* _TEXT BLOCK_
++++++

In a family setting, there’s a lot of mess, relationally, materially, and otherwise. Because of this, there’s not a lot of margin for decisions about whether to give daily grace and mercy. Life’s chaos all but necessitates those things, or at least makes them extremely desirable. What ends up happening is a continual cycle of failure and forgiveness. In the midst of it, everybody grows.
Kids Open Doors to Opportunities I Wouldn’t Have Otherwise Been Afforded
Kids are a vehicle for the unexpected. They throw small curveballs, like spontaneous tea parties and water balloon fights in the middle of your work week. They throw big ones, like cross-country moves and interesting career decisions in the middle of your life goals. Along the way, parents learn adaptability and benefit from the blessing of changed plans.

++++++

* _STORED DATA_
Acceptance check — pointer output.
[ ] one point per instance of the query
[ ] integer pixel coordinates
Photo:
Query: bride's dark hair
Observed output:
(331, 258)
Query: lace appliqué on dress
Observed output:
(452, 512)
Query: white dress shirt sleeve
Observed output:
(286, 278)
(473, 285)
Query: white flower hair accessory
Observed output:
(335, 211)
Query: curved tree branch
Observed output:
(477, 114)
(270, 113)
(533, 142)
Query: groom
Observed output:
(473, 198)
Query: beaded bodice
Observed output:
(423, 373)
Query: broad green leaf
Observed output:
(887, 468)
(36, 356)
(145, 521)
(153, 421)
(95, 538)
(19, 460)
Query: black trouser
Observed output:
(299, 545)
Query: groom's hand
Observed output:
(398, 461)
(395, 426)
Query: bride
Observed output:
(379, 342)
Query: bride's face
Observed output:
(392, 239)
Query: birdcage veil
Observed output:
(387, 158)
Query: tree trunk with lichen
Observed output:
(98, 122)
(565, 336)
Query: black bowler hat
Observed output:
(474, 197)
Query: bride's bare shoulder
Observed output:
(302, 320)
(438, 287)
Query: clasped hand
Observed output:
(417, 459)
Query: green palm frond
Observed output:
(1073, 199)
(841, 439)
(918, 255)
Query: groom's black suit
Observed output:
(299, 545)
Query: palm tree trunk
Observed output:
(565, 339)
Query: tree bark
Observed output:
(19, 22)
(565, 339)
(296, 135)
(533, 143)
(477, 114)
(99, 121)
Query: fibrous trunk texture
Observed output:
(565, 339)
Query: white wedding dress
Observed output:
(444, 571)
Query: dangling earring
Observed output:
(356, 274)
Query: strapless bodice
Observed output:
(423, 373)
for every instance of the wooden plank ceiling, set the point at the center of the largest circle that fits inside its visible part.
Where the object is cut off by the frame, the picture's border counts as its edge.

++++++

* _REQUESTS_
A - According to the parenting text, what ends up happening amid a family's daily mess?
B - Using the parenting text, explain why a family has little margin for deciding whether to give daily grace and mercy.
C - Continue the parenting text from its last sentence.
Nothing in the entries is needed for this work.

* _ANSWER LIST_
A - A continual cycle of failure and forgiveness takes place, and everybody grows in the midst of it.

B - A family setting has a lot of mess, relationally, materially, and otherwise. Life's chaos all but necessitates grace and mercy, or at least makes them extremely desirable.

C -
And it’s not just plans that change. The perspective and presence of children change the way you interact with people too. When my kids are with me in public, strangers talk to me like I’m an old friend. Kids are approachable, and they effortlessly disarm people. I love seeing pretenses drop as grown-ups share favorite colors and chat about best-in-class superhero powers. Even when my kids aren’t with me, the mention of them somehow puts people at ease. The rawness of children inspires, or perhaps demands, authenticity. This enriches everything from coffee chats to job interviews; and as parents, you get to continually witness the change that a cart of toothless grins can bring to an entire grocery store of shoppers, one by one.
Just Go for It
If you really are on the fence about whether to take the parenting plunge, here’s a simple truth for you to mull over: Children are a blessing, regardless of when they arrive. So come on, jump right into the parenting pool. We may be knee deep in diapers over here, but other than that, the water’s fine.